Input material.
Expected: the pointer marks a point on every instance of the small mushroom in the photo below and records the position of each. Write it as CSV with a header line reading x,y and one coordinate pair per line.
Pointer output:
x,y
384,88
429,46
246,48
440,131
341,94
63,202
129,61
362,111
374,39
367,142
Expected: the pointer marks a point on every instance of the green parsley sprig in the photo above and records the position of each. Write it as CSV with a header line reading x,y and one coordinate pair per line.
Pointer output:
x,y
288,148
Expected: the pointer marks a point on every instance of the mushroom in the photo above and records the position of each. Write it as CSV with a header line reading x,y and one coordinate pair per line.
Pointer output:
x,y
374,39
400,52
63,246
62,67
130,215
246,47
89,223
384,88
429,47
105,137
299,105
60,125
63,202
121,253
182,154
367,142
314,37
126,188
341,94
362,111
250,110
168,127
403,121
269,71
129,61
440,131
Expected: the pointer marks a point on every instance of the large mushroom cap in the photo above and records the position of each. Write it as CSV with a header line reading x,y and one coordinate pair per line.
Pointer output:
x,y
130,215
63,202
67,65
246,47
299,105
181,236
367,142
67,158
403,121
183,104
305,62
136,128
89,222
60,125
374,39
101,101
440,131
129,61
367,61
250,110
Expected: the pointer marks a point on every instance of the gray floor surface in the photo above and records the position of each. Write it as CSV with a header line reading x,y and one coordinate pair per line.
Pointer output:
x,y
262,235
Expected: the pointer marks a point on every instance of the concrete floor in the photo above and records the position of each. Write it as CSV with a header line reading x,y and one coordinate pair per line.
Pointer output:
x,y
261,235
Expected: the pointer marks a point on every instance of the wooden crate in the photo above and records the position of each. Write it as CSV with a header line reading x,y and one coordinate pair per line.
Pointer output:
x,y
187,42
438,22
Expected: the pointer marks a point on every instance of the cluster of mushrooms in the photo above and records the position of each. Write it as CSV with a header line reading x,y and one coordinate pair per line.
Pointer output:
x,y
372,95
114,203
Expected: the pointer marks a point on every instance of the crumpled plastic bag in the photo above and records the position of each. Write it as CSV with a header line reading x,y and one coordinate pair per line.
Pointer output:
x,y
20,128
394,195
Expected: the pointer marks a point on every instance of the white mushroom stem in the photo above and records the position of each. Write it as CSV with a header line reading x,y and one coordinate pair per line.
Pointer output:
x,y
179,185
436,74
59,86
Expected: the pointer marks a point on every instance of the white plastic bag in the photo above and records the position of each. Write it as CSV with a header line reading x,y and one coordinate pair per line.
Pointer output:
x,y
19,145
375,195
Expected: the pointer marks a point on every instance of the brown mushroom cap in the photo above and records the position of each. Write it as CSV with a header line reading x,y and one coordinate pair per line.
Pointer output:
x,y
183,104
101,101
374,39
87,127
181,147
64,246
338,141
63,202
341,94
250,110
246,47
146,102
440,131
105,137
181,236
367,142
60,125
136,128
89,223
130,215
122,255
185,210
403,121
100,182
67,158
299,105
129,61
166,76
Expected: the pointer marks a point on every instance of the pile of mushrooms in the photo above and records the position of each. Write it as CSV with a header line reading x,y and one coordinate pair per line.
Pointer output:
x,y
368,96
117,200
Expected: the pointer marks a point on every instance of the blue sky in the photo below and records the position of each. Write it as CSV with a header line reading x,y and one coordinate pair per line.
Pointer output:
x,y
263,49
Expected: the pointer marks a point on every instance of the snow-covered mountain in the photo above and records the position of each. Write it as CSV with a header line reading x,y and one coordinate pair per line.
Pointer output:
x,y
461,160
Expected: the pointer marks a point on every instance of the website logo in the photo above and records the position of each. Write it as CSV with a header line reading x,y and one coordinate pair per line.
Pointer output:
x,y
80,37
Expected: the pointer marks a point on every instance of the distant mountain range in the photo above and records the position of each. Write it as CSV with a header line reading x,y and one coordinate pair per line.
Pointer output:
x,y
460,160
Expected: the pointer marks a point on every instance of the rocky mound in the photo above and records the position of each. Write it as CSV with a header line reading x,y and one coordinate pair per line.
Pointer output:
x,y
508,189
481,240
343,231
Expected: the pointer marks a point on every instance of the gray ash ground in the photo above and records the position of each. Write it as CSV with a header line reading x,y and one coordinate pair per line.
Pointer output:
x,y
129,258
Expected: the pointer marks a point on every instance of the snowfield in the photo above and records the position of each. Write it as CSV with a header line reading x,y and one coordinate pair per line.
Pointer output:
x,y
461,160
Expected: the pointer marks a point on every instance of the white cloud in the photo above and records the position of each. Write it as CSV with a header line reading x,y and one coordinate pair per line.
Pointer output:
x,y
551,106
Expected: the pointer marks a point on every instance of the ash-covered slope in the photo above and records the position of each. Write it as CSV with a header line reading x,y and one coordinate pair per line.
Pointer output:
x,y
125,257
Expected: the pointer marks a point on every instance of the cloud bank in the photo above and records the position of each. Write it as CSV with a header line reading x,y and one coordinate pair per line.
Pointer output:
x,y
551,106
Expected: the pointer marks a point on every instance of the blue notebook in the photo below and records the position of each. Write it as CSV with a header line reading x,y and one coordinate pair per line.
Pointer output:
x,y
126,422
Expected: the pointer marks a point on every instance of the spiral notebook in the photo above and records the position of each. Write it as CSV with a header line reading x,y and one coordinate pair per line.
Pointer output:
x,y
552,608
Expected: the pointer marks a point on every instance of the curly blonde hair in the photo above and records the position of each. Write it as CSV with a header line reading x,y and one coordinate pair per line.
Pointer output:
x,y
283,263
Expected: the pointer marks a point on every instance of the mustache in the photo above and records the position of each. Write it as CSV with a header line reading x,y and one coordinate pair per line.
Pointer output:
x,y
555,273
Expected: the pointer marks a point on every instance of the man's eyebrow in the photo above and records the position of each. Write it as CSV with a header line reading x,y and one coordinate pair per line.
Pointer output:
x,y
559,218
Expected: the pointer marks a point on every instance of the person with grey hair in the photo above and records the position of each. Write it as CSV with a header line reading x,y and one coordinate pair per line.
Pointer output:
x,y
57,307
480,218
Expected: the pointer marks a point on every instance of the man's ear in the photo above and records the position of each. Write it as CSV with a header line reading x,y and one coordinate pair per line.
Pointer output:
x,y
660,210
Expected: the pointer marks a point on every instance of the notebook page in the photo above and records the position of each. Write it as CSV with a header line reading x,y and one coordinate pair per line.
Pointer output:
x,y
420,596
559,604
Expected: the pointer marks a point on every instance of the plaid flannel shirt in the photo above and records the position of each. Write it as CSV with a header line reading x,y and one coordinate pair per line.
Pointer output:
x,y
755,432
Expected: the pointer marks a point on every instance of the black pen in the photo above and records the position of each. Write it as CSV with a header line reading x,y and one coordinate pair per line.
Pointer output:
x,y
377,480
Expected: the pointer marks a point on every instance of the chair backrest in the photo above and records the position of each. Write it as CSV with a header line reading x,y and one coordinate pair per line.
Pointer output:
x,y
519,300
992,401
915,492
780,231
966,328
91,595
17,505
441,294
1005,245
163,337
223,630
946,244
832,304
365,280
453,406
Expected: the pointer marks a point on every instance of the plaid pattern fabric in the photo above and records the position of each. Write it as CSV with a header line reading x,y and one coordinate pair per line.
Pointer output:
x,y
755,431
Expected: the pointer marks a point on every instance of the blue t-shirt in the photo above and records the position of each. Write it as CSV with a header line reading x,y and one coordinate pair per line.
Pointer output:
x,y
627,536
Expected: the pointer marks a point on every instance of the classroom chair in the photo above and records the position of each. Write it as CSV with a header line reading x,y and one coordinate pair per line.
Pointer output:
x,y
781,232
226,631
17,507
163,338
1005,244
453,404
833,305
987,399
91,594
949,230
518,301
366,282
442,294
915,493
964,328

What you will do.
Please convert every line of the records above into a Markdown table with two columns, Row and Text, skipping blank lines. Give each line a row number.

Answer to this exercise.
| Row | Text |
|---|---|
| 1 | Expected: the pointer marks a point on every instance of the small mushroom in the photo below and records the position of each. Write it as CSV with a header line reading x,y and one coordinate pair per line. |
| 2 | Pointer output: |
| 3 | x,y |
| 4 | 384,88 |
| 5 | 429,46 |
| 6 | 246,48 |
| 7 | 440,131 |
| 8 | 341,94 |
| 9 | 63,202 |
| 10 | 129,61 |
| 11 | 362,111 |
| 12 | 374,39 |
| 13 | 367,142 |
| 14 | Expected: the pointer marks a point on every instance of the green parsley sprig in the photo above and records the position of each. Write it as CSV with a header line reading x,y and one coordinate pair per line. |
| 15 | Pointer output: |
| 16 | x,y |
| 17 | 288,148 |
| 18 | Expected: the pointer marks a point on every instance of the mushroom in the photo above and records the position of each. Write it as CSV with a header line reading x,y and one coordinate pair per line. |
| 19 | Pointer output: |
| 20 | x,y |
| 21 | 374,39 |
| 22 | 400,52 |
| 23 | 63,246 |
| 24 | 62,67 |
| 25 | 130,215 |
| 26 | 246,47 |
| 27 | 89,223 |
| 28 | 384,88 |
| 29 | 429,47 |
| 30 | 105,137 |
| 31 | 299,105 |
| 32 | 60,125 |
| 33 | 63,202 |
| 34 | 121,253 |
| 35 | 182,154 |
| 36 | 367,142 |
| 37 | 314,37 |
| 38 | 126,188 |
| 39 | 341,94 |
| 40 | 362,111 |
| 41 | 250,110 |
| 42 | 168,127 |
| 43 | 403,121 |
| 44 | 269,71 |
| 45 | 129,61 |
| 46 | 440,131 |
| 47 | Expected: the pointer marks a point on every instance of the large mushroom cap in the photo above and records the position of each. Write it as CSV with a header line reading x,y and one coordinate pair per line. |
| 48 | Pointer output: |
| 49 | x,y |
| 50 | 130,215 |
| 51 | 63,202 |
| 52 | 67,65 |
| 53 | 246,47 |
| 54 | 299,105 |
| 55 | 181,236 |
| 56 | 367,142 |
| 57 | 67,158 |
| 58 | 403,121 |
| 59 | 183,104 |
| 60 | 305,62 |
| 61 | 136,128 |
| 62 | 89,222 |
| 63 | 60,125 |
| 64 | 374,39 |
| 65 | 101,101 |
| 66 | 440,131 |
| 67 | 129,61 |
| 68 | 367,61 |
| 69 | 250,110 |
| 70 | Expected: the pointer marks a point on every instance of the gray floor surface in the photo above and records the position of each. Write it as CSV with a header line reading x,y and one coordinate pair per line. |
| 71 | Pointer output: |
| 72 | x,y |
| 73 | 262,235 |
| 74 | Expected: the pointer marks a point on every instance of the concrete floor in the photo above and records the position of each. Write it as CSV with a header line reading x,y and one coordinate pair per line. |
| 75 | Pointer output: |
| 76 | x,y |
| 77 | 261,235 |
| 78 | Expected: the pointer marks a point on every instance of the wooden crate in the photo above and records the position of each. Write it as CSV with a header line reading x,y and one coordinate pair per line. |
| 79 | Pointer output: |
| 80 | x,y |
| 81 | 187,42 |
| 82 | 438,22 |
| 83 | Expected: the pointer marks a point on every instance of the cluster of mushrooms in the photo above and records the position of each. Write it as CSV with a header line reading x,y and one coordinate pair per line. |
| 84 | Pointer output: |
| 85 | x,y |
| 86 | 372,95 |
| 87 | 114,203 |
| 88 | Expected: the pointer marks a point on every instance of the crumpled plastic bag in the photo above and records the position of each. Write it as CSV with a header line reading x,y and one coordinate pair per line. |
| 89 | Pointer output: |
| 90 | x,y |
| 91 | 20,128 |
| 92 | 394,195 |
| 93 | Expected: the pointer marks a point on every instance of the white mushroom stem in the photo above and records the position of each. Write it as CSV with a header line reading x,y and one coordinate pair per line. |
| 94 | Pointer output: |
| 95 | x,y |
| 96 | 179,185 |
| 97 | 436,74 |
| 98 | 59,86 |
| 99 | Expected: the pointer marks a point on every instance of the white plastic bag in the photo above and records the position of each. Write it as CSV with a header line reading x,y and one coordinate pair per line. |
| 100 | Pointer output: |
| 101 | x,y |
| 102 | 19,145 |
| 103 | 375,195 |
| 104 | Expected: the pointer marks a point on every instance of the brown mushroom cap in the photo above and records the position of each. Write it as CSV with a header line reading x,y and one coordinate pair per line. |
| 105 | Pointer output: |
| 106 | x,y |
| 107 | 183,104 |
| 108 | 101,101 |
| 109 | 374,39 |
| 110 | 87,127 |
| 111 | 181,147 |
| 112 | 64,246 |
| 113 | 338,141 |
| 114 | 63,202 |
| 115 | 341,94 |
| 116 | 250,110 |
| 117 | 246,47 |
| 118 | 146,102 |
| 119 | 440,131 |
| 120 | 105,137 |
| 121 | 181,236 |
| 122 | 367,142 |
| 123 | 60,125 |
| 124 | 136,128 |
| 125 | 89,223 |
| 126 | 130,215 |
| 127 | 122,255 |
| 128 | 185,210 |
| 129 | 403,121 |
| 130 | 100,182 |
| 131 | 67,158 |
| 132 | 299,105 |
| 133 | 129,61 |
| 134 | 166,76 |
| 135 | Expected: the pointer marks a point on every instance of the pile of mushrooms in the photo above and records the position of each. Write it as CSV with a header line reading x,y and one coordinate pair per line. |
| 136 | Pointer output: |
| 137 | x,y |
| 138 | 368,96 |
| 139 | 117,200 |
| 140 | Expected: the pointer marks a point on every instance of the blue sky in the photo below and records the position of each. Write it as CSV with a header line reading x,y and one coordinate pair per line. |
| 141 | Pointer output: |
| 142 | x,y |
| 143 | 263,49 |
| 144 | Expected: the pointer marks a point on every instance of the snow-covered mountain in the photo above and records the position of each. Write it as CSV with a header line reading x,y and one coordinate pair per line. |
| 145 | Pointer output: |
| 146 | x,y |
| 147 | 461,160 |
| 148 | Expected: the pointer marks a point on every instance of the website logo in the photo above and records the position of each. Write it as CSV with a header line reading x,y and one coordinate pair per line. |
| 149 | Pointer output: |
| 150 | x,y |
| 151 | 80,37 |
| 152 | Expected: the pointer marks a point on every instance of the distant mountain range in the photo above and records the position of each. Write it as CSV with a header line reading x,y and one coordinate pair per line. |
| 153 | Pointer output: |
| 154 | x,y |
| 155 | 460,160 |
| 156 | Expected: the pointer marks a point on every instance of the rocky mound in the photo above and records the position of each. Write it as CSV with a header line reading x,y and one coordinate pair per line. |
| 157 | Pointer output: |
| 158 | x,y |
| 159 | 508,189 |
| 160 | 481,240 |
| 161 | 343,231 |
| 162 | Expected: the pointer marks a point on every instance of the gray ash ground in the photo above and records the position of each. Write it as CSV with a header line reading x,y and one coordinate pair per line. |
| 163 | Pointer output: |
| 164 | x,y |
| 165 | 129,258 |
| 166 | Expected: the pointer marks a point on every instance of the snowfield in the photo above and records the position of each. Write it as CSV with a header line reading x,y and one coordinate pair per line. |
| 167 | Pointer output: |
| 168 | x,y |
| 169 | 461,160 |
| 170 | Expected: the pointer marks a point on every instance of the white cloud in the photo above and records the position of each. Write it as CSV with a header line reading x,y and one coordinate pair per line. |
| 171 | Pointer output: |
| 172 | x,y |
| 173 | 551,106 |
| 174 | Expected: the pointer marks a point on every instance of the ash-covered slope in the photo above and records the position of each. Write it as CSV with a header line reading x,y and one coordinate pair per line. |
| 175 | Pointer output: |
| 176 | x,y |
| 177 | 125,257 |
| 178 | Expected: the pointer marks a point on every instance of the cloud bank in the photo above and records the position of each. Write it as CSV with a header line reading x,y and one coordinate pair per line. |
| 179 | Pointer output: |
| 180 | x,y |
| 181 | 551,106 |
| 182 | Expected: the pointer marks a point on every instance of the blue notebook in the photo below and records the position of each. Write it as CSV with a header line reading x,y and one coordinate pair per line. |
| 183 | Pointer output: |
| 184 | x,y |
| 185 | 126,422 |
| 186 | Expected: the pointer marks a point on every instance of the spiral notebook in the photo above and records the position of each. Write it as CSV with a header line reading x,y and one coordinate pair per line. |
| 187 | Pointer output: |
| 188 | x,y |
| 189 | 552,608 |
| 190 | Expected: the pointer marks a point on every instance of the curly blonde hair in the photo above and records the position of each. Write it as CSV with a header line reading x,y and one coordinate pair per line. |
| 191 | Pointer output: |
| 192 | x,y |
| 193 | 283,263 |
| 194 | Expected: the pointer marks a point on every instance of the mustache in the photo above and records the position of each. Write it as CSV with a header line reading x,y and one coordinate pair per line. |
| 195 | Pointer output: |
| 196 | x,y |
| 197 | 555,273 |
| 198 | Expected: the pointer marks a point on every instance of the man's eyebrow in the photo above and records the position of each. Write it as CSV with a header line reading x,y and one coordinate pair per line. |
| 199 | Pointer output: |
| 200 | x,y |
| 201 | 559,218 |
| 202 | Expected: the pointer marks a point on every instance of the person with grey hair in the photo above and records the position of each. Write it as CSV with a header line reading x,y and one coordinate pair per line. |
| 203 | Pointer output: |
| 204 | x,y |
| 205 | 57,307 |
| 206 | 480,218 |
| 207 | Expected: the pointer marks a point on every instance of the man's ear in the photo above and records the position of each. Write it as CSV with a header line reading x,y and one coordinate pair per line. |
| 208 | Pointer output: |
| 209 | x,y |
| 210 | 660,210 |
| 211 | Expected: the pointer marks a point on every instance of the notebook page in the photo above and records the position of each. Write it as CSV with a header line reading x,y and one coordinate pair per line. |
| 212 | Pointer output: |
| 213 | x,y |
| 214 | 420,596 |
| 215 | 559,604 |
| 216 | Expected: the pointer marks a point on every instance of the plaid flannel shirt in the photo above and records the position of each. Write it as CSV with a header line reading x,y and one coordinate pair per line. |
| 217 | Pointer output: |
| 218 | x,y |
| 219 | 755,432 |
| 220 | Expected: the pointer marks a point on every instance of the black pen in the photo above and records the position of each. Write it as CSV with a header line reading x,y and one coordinate pair per line. |
| 221 | Pointer output: |
| 222 | x,y |
| 223 | 377,480 |
| 224 | Expected: the pointer marks a point on every instance of the chair backrest in the photo above and records the position of each. Write it as CSV with a header line reading x,y and one coordinate pair per line. |
| 225 | Pointer output: |
| 226 | x,y |
| 227 | 519,300 |
| 228 | 992,401 |
| 229 | 915,492 |
| 230 | 780,231 |
| 231 | 966,328 |
| 232 | 91,595 |
| 233 | 17,505 |
| 234 | 441,294 |
| 235 | 1005,245 |
| 236 | 163,337 |
| 237 | 223,630 |
| 238 | 946,244 |
| 239 | 832,304 |
| 240 | 365,280 |
| 241 | 453,406 |
| 242 | Expected: the pointer marks a point on every instance of the plaid pattern fabric in the photo above and records the position of each. Write it as CSV with a header line reading x,y and one coordinate pair per line. |
| 243 | Pointer output: |
| 244 | x,y |
| 245 | 755,431 |
| 246 | Expected: the pointer marks a point on every instance of the blue t-shirt in the photo above and records the position of each. Write it as CSV with a header line reading x,y and one coordinate pair per line. |
| 247 | Pointer output: |
| 248 | x,y |
| 249 | 627,536 |
| 250 | Expected: the pointer marks a point on every instance of the classroom chair in the photo above and records the position of each. Write it as CSV with a header line reading x,y and one coordinate pair per line. |
| 251 | Pointer output: |
| 252 | x,y |
| 253 | 781,232 |
| 254 | 226,631 |
| 255 | 17,507 |
| 256 | 163,338 |
| 257 | 1005,244 |
| 258 | 453,404 |
| 259 | 833,305 |
| 260 | 987,399 |
| 261 | 91,594 |
| 262 | 949,230 |
| 263 | 518,301 |
| 264 | 366,282 |
| 265 | 442,294 |
| 266 | 915,493 |
| 267 | 964,328 |